# [Task details]
Copy the material from the line containing "TARGET: aircraft vertical stabilizer" through the final line of the material, both ends included, and add -144 to every coordinate of the marked points. Leave all other lines as they are.

******************************

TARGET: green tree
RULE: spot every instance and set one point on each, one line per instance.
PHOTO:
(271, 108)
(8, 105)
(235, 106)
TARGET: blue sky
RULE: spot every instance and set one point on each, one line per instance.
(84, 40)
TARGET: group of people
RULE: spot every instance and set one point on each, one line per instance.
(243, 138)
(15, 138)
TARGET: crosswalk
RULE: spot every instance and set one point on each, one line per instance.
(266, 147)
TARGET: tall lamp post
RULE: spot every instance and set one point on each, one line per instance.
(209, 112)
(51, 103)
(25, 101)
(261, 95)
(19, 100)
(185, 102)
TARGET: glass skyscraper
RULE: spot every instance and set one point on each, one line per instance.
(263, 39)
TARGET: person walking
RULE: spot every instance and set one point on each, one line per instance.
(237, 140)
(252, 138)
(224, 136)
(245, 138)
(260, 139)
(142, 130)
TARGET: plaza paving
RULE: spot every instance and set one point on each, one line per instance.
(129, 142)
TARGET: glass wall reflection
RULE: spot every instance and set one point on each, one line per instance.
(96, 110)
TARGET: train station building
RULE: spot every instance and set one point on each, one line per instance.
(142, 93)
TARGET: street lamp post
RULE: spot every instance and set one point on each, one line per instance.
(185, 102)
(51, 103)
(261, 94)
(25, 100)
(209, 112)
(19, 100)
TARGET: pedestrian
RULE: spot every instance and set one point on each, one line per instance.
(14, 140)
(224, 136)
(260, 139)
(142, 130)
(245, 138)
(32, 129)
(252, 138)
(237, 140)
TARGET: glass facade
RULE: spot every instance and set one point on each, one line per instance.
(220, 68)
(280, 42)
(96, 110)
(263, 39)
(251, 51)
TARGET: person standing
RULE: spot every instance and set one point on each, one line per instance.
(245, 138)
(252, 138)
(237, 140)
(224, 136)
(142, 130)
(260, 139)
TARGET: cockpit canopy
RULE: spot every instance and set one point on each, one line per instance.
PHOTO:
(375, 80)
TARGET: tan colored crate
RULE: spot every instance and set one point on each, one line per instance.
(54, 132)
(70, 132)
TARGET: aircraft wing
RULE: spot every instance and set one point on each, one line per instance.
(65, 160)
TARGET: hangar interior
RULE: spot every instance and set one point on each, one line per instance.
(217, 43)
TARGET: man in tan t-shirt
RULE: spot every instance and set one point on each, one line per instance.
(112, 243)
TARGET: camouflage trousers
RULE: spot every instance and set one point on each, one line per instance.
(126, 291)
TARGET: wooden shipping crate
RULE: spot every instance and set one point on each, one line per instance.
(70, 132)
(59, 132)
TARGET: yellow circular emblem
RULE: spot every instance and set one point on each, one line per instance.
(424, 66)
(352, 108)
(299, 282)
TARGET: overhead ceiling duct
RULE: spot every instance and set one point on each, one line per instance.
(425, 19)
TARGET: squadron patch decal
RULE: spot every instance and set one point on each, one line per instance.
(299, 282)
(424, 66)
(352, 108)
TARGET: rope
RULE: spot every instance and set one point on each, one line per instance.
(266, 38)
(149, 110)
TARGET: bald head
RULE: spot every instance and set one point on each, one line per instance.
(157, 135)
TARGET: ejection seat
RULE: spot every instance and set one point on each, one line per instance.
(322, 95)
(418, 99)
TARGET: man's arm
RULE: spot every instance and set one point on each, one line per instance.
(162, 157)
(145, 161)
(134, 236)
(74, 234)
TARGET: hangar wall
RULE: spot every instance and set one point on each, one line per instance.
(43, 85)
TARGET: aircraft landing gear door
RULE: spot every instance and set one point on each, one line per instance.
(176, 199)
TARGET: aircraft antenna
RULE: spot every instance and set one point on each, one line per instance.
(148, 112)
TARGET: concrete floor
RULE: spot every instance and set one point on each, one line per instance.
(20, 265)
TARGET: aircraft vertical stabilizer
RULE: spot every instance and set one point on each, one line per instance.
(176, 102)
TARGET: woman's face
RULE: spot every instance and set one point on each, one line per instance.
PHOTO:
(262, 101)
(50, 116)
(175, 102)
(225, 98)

******************************

# [Answer to the problem]
TARGET: aircraft vertical stabilizer
RULE: spot every instance and set one point on each, one line per instance.
(32, -42)
TARGET: woman's face
RULE: spot every instance and set one point on each, one line per instance.
PHOTO:
(118, -43)
(-94, -28)
(31, -42)
(81, -46)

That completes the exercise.